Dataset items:
>>>
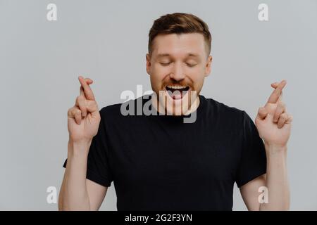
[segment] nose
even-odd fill
[[[185,77],[185,75],[184,74],[182,65],[179,63],[175,63],[170,74],[170,77],[175,81],[180,81],[183,79]]]

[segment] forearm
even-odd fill
[[[61,188],[60,210],[89,210],[86,185],[87,161],[89,143],[68,141],[67,166]]]
[[[286,166],[287,147],[266,145],[266,187],[268,202],[260,205],[260,210],[288,210],[290,189]]]

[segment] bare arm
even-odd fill
[[[286,155],[292,117],[286,112],[282,101],[282,90],[286,81],[273,83],[275,89],[264,107],[260,108],[256,125],[264,140],[266,153],[266,176],[262,176],[240,188],[242,198],[250,210],[288,210],[290,188],[287,180]],[[268,190],[268,202],[259,201],[259,188]]]
[[[100,114],[89,84],[92,80],[79,78],[80,95],[68,112],[69,141],[68,160],[61,187],[60,210],[98,210],[107,188],[86,179],[87,165],[92,138],[97,134]]]
[[[268,149],[266,174],[261,176],[240,188],[243,200],[249,210],[288,210],[290,189],[286,168],[286,150]],[[268,202],[260,203],[259,188],[267,188]]]
[[[68,143],[67,167],[58,199],[59,210],[98,210],[106,196],[107,187],[86,179],[87,155],[74,155],[74,152],[87,152],[85,149],[89,148],[84,143]]]

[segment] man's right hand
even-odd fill
[[[70,141],[74,143],[90,142],[97,134],[100,114],[94,93],[89,86],[92,80],[78,77],[80,82],[80,95],[75,105],[68,112],[68,128]]]

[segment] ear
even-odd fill
[[[149,75],[150,75],[151,71],[151,56],[149,53],[147,53],[145,56],[145,58],[147,59],[147,72]]]
[[[207,63],[206,64],[205,68],[205,77],[208,77],[211,71],[211,61],[213,60],[213,57],[209,56],[207,58]]]

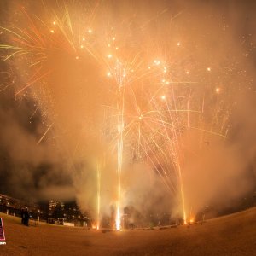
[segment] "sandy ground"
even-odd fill
[[[0,213],[0,255],[256,255],[256,208],[166,230],[106,232],[41,224]]]

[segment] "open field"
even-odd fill
[[[256,208],[202,225],[106,233],[44,224],[26,227],[18,218],[0,217],[7,243],[0,255],[256,255]]]

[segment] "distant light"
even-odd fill
[[[158,60],[154,60],[154,63],[155,64],[155,65],[160,65],[160,61],[158,61]]]

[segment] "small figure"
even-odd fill
[[[24,208],[21,208],[20,210],[20,217],[21,217],[21,224],[24,224]]]
[[[26,211],[24,212],[24,224],[28,226],[29,223],[29,212],[27,207],[26,207]]]

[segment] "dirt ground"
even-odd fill
[[[26,227],[18,218],[0,217],[6,236],[0,255],[256,255],[256,208],[202,225],[106,233],[44,224]]]

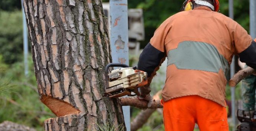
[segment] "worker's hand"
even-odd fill
[[[149,94],[150,92],[151,92],[151,89],[150,89],[150,86],[149,84],[140,87],[138,89],[140,93],[140,96],[141,96],[142,97],[145,97],[146,96]]]
[[[145,97],[139,96],[138,97],[138,98],[140,100],[144,100],[148,101],[148,108],[150,108],[152,105],[153,99],[150,94],[148,94]]]

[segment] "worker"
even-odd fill
[[[247,67],[246,65],[245,68]],[[255,111],[256,73],[251,75],[243,79],[241,88],[243,110],[249,111],[251,118],[253,118],[253,113]]]
[[[233,55],[256,69],[256,42],[219,7],[218,0],[186,0],[140,55],[138,69],[147,72],[149,85],[140,97],[148,100],[149,84],[168,58],[162,93],[165,131],[193,131],[195,123],[201,131],[228,131],[225,76]]]

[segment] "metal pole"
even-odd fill
[[[256,1],[250,0],[250,34],[254,39],[256,38]]]
[[[233,10],[233,0],[229,0],[229,17],[234,19],[234,13]],[[235,73],[235,59],[234,56],[233,57],[232,60],[232,62],[230,65],[230,77],[233,76]],[[235,130],[236,125],[236,102],[235,98],[235,88],[234,87],[230,88],[231,93],[231,116],[232,116],[232,121],[233,122],[233,130]]]
[[[27,76],[29,74],[29,66],[27,62],[27,55],[28,54],[29,45],[27,39],[27,23],[26,21],[26,16],[23,8],[23,0],[21,0],[22,15],[23,16],[23,50],[24,61],[24,71],[25,76]]]
[[[109,0],[110,44],[113,62],[129,65],[127,0]],[[131,130],[130,106],[123,106],[127,131]]]

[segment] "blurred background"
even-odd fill
[[[136,51],[138,53],[129,55],[130,66],[137,65],[140,51],[148,42],[155,30],[166,18],[179,11],[184,1],[128,1],[129,8],[140,8],[142,11],[142,19],[140,22],[144,25],[142,33],[144,33],[143,38],[136,39],[132,37],[129,39],[131,45],[133,45],[132,42],[139,44],[138,46],[138,44],[134,45],[138,46],[137,49],[138,51]],[[228,16],[228,0],[219,1],[220,13]],[[107,0],[103,1],[108,2]],[[249,7],[249,0],[234,0],[234,20],[248,33],[250,33]],[[20,0],[0,0],[0,123],[8,120],[42,131],[44,120],[56,116],[40,101],[29,42],[28,72],[27,75],[24,75],[22,18]],[[129,20],[131,20],[132,22],[132,16],[131,18]],[[131,28],[131,26],[129,28]],[[129,35],[131,34],[132,32],[129,32]],[[131,51],[135,51],[134,50]],[[237,70],[240,69],[237,67]],[[157,77],[154,79],[151,85],[151,95],[163,86],[165,69],[164,68],[161,68],[158,72]],[[236,88],[237,100],[241,98],[240,85],[237,86]],[[229,101],[231,96],[228,86],[226,93],[227,100]],[[140,110],[131,107],[131,121],[140,111]],[[157,110],[138,130],[164,131],[161,110]],[[197,130],[196,127],[195,130]]]

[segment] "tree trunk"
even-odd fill
[[[45,130],[125,130],[118,99],[102,96],[112,60],[101,0],[23,6],[40,98],[59,117],[46,120]]]

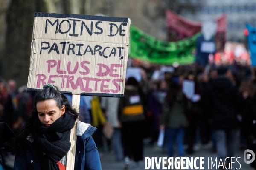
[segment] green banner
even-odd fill
[[[196,47],[197,34],[176,42],[159,41],[131,26],[129,57],[158,64],[180,65],[191,64],[195,61],[193,54]]]

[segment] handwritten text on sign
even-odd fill
[[[129,28],[129,20],[36,17],[28,88],[123,94]]]

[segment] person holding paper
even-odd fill
[[[120,119],[123,141],[124,167],[128,168],[133,157],[134,167],[139,166],[143,159],[143,125],[145,119],[143,93],[139,82],[134,77],[128,79],[125,85],[124,97],[120,99]]]
[[[175,140],[177,144],[179,156],[184,156],[183,139],[185,128],[188,126],[185,116],[187,99],[181,90],[179,84],[175,82],[170,83],[163,106],[160,130],[166,129],[168,147],[168,156],[173,156]]]
[[[65,170],[71,129],[76,123],[75,169],[101,170],[91,136],[96,128],[82,122],[65,95],[46,84],[35,94],[30,117],[15,139],[17,170]]]

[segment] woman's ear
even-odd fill
[[[64,105],[63,105],[61,108],[61,115],[62,116],[64,114],[65,112],[66,112],[66,107]]]

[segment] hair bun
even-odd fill
[[[44,88],[44,89],[45,88],[53,88],[53,89],[57,90],[57,88],[56,88],[53,85],[51,85],[50,84],[46,84],[45,85],[44,85],[44,86],[43,87],[43,88]]]

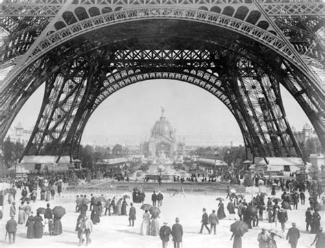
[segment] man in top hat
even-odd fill
[[[169,236],[171,234],[171,230],[168,225],[168,223],[164,222],[164,225],[159,230],[159,236],[162,242],[162,248],[167,248],[168,241],[169,241]]]
[[[202,225],[201,225],[201,230],[200,230],[200,233],[202,234],[203,231],[203,227],[205,227],[206,230],[208,230],[209,234],[211,233],[210,229],[208,227],[208,214],[206,213],[206,210],[204,208],[202,209],[203,211],[203,214],[202,214],[202,220],[201,221]]]
[[[182,227],[182,225],[179,223],[180,219],[178,217],[177,217],[175,221],[176,223],[171,227],[171,235],[173,236],[173,247],[180,248],[180,243],[182,242],[182,238],[183,236],[183,227]]]
[[[267,248],[268,247],[267,235],[264,228],[262,228],[262,232],[258,234],[257,241],[258,241],[258,248]]]
[[[292,227],[289,228],[287,234],[286,239],[289,240],[289,243],[291,245],[291,248],[297,248],[298,240],[300,238],[300,232],[296,227],[296,223],[292,223]]]
[[[45,209],[45,212],[44,213],[44,219],[53,219],[52,210],[49,208],[49,203],[47,204],[47,209]]]
[[[16,232],[17,232],[17,223],[14,220],[14,215],[11,215],[11,219],[5,224],[5,230],[9,234],[9,245],[16,240]]]

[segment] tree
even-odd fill
[[[320,181],[320,171],[318,166],[312,164],[308,170],[308,174],[312,180],[315,182]]]

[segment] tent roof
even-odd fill
[[[301,166],[304,164],[300,158],[287,158],[287,157],[267,157],[266,160],[269,164],[272,166],[276,165],[296,165]],[[255,159],[255,164],[257,165],[266,165],[265,161],[263,158],[257,157]]]
[[[21,164],[56,164],[58,156],[25,156]],[[58,164],[70,164],[69,156],[62,156]]]

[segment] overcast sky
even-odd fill
[[[296,100],[282,88],[291,125],[300,130],[309,123]],[[28,100],[14,121],[31,129],[39,111],[44,88]],[[180,139],[191,145],[243,144],[239,127],[227,108],[207,91],[180,81],[159,79],[129,86],[104,101],[86,126],[82,144],[139,145],[149,137],[160,107]]]

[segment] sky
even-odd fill
[[[281,88],[289,121],[297,130],[309,121],[291,95]],[[29,98],[13,123],[25,129],[36,122],[43,97],[41,86]],[[208,92],[188,83],[148,80],[123,88],[106,99],[89,119],[82,144],[139,145],[149,138],[159,120],[161,107],[176,136],[187,145],[243,145],[236,120],[228,108]]]

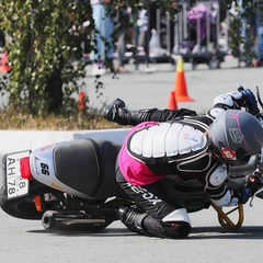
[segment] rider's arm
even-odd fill
[[[216,96],[213,102],[213,107],[207,112],[207,115],[215,118],[217,114],[222,111],[228,108],[241,110],[241,107],[245,107],[252,115],[260,113],[255,96],[250,89],[232,91],[227,94]]]

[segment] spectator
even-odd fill
[[[263,11],[262,3],[259,0],[254,0],[244,7],[242,0],[239,1],[240,18],[242,22],[241,36],[244,42],[244,48],[247,52],[251,52],[251,38],[254,41],[253,49],[255,59],[253,61],[255,67],[263,65]],[[251,7],[252,4],[252,7]],[[249,12],[248,12],[249,9]],[[254,34],[253,34],[254,33]],[[245,58],[247,66],[251,65],[252,58]]]

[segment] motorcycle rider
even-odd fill
[[[219,207],[245,203],[260,187],[256,178],[249,176],[240,190],[225,181],[229,165],[245,164],[261,152],[263,128],[253,116],[259,113],[250,89],[217,96],[201,116],[187,108],[130,111],[119,99],[105,106],[106,119],[135,126],[119,151],[116,180],[146,210],[121,207],[119,219],[147,236],[186,238],[191,220],[163,180],[169,174],[198,180]]]

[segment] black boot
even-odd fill
[[[105,119],[119,125],[137,125],[150,121],[151,114],[156,111],[157,108],[130,111],[126,107],[124,101],[116,99],[103,108],[102,115]]]
[[[116,210],[116,215],[130,231],[139,233],[147,232],[142,228],[142,221],[148,216],[147,214],[139,214],[129,207],[122,206]]]

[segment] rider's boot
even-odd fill
[[[142,227],[142,221],[148,216],[147,214],[139,214],[129,207],[122,206],[116,210],[116,215],[130,231],[147,233]]]
[[[126,107],[125,102],[116,99],[103,108],[102,115],[105,119],[115,122],[119,125],[137,125],[150,121],[150,116],[157,108],[146,108],[130,111]]]

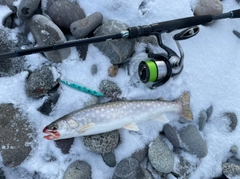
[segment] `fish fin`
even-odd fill
[[[82,127],[78,132],[79,133],[83,133],[83,132],[85,132],[86,130],[88,130],[89,128],[91,128],[93,126],[95,126],[95,123],[89,123],[86,126]]]
[[[161,114],[157,118],[154,118],[154,120],[159,121],[159,122],[166,122],[166,123],[169,122],[169,119],[167,118],[167,116],[165,114]]]
[[[190,96],[186,92],[184,93],[179,99],[182,104],[182,111],[180,112],[180,115],[187,119],[187,120],[193,120],[192,111],[190,109]]]
[[[134,123],[124,125],[124,128],[128,129],[128,130],[131,130],[131,131],[139,131],[139,128],[138,128],[137,124],[134,124]]]

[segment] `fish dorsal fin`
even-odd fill
[[[95,126],[95,123],[89,123],[85,126],[83,126],[78,132],[79,133],[84,133],[86,130],[88,130],[89,128]]]
[[[159,121],[159,122],[169,122],[169,119],[165,114],[161,114],[160,116],[154,118],[154,120]]]
[[[131,131],[139,131],[139,128],[138,128],[137,124],[134,124],[134,123],[124,125],[124,128],[128,129],[128,130],[131,130]]]

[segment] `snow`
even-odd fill
[[[45,1],[43,1],[46,3]],[[191,8],[195,6],[195,0],[144,0],[144,5],[139,8],[142,0],[98,0],[96,4],[92,1],[78,0],[86,15],[96,11],[103,14],[104,19],[115,19],[127,23],[129,26],[148,25],[156,22],[184,18],[192,16]],[[239,8],[236,1],[222,1],[224,12]],[[9,14],[10,10],[0,6],[0,22]],[[202,136],[207,142],[208,155],[201,159],[200,165],[191,175],[191,178],[213,178],[221,174],[221,164],[231,156],[229,150],[232,145],[240,148],[240,127],[235,131],[228,132],[227,122],[220,120],[224,112],[230,111],[240,115],[240,53],[238,39],[232,30],[239,30],[239,19],[224,19],[215,23],[200,26],[200,32],[195,37],[186,41],[180,41],[185,53],[184,69],[182,73],[168,83],[157,89],[151,90],[139,81],[137,75],[138,63],[147,58],[144,52],[145,44],[136,44],[135,53],[130,59],[130,74],[127,69],[120,68],[118,75],[114,78],[108,76],[110,60],[104,56],[92,44],[89,45],[85,61],[79,59],[74,48],[71,55],[62,64],[55,65],[61,73],[61,78],[76,81],[82,85],[98,91],[102,80],[109,79],[118,84],[122,90],[123,98],[127,99],[175,99],[183,92],[188,91],[191,96],[191,109],[194,115],[194,125],[198,123],[198,114],[201,110],[213,106],[213,114],[210,121],[202,131]],[[0,23],[2,24],[2,23]],[[14,37],[16,31],[12,31]],[[164,34],[164,42],[176,50],[172,35]],[[34,41],[31,34],[28,35]],[[160,48],[152,47],[154,52],[161,52]],[[27,63],[34,70],[42,63],[49,61],[41,54],[27,56]],[[92,75],[90,68],[93,64],[98,67],[97,75]],[[45,116],[37,111],[45,98],[30,99],[26,96],[24,85],[28,72],[21,72],[12,77],[0,78],[0,103],[13,103],[20,107],[36,128],[37,136],[31,156],[25,160],[20,167],[27,168],[29,172],[37,171],[46,178],[62,178],[68,165],[79,159],[87,161],[92,167],[92,177],[111,178],[114,168],[108,167],[99,154],[88,151],[83,145],[81,138],[76,138],[70,153],[64,155],[56,148],[52,141],[43,138],[42,129],[50,122],[73,110],[82,108],[85,102],[91,99],[86,93],[73,90],[61,85],[60,99],[50,116]],[[57,77],[57,72],[55,72]],[[184,125],[171,118],[171,124],[177,128]],[[117,162],[130,156],[136,149],[149,144],[162,130],[163,123],[147,121],[139,124],[140,132],[132,133],[125,129],[120,130],[121,143],[115,150]],[[4,147],[4,146],[3,146]],[[192,163],[198,162],[195,156],[184,153]],[[56,160],[46,162],[49,157]],[[240,156],[238,155],[239,159]],[[1,161],[2,159],[0,159]],[[1,165],[0,165],[1,166]],[[213,170],[214,168],[214,170]],[[3,167],[7,178],[14,178],[10,169]],[[169,177],[169,178],[174,178]]]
<<<
--- SHORT PROBLEM ---
Report each line of the data above that contains the string "worker".

--- RESPONSE TO THE TASK ---
[segment] "worker's hand"
[segment] "worker"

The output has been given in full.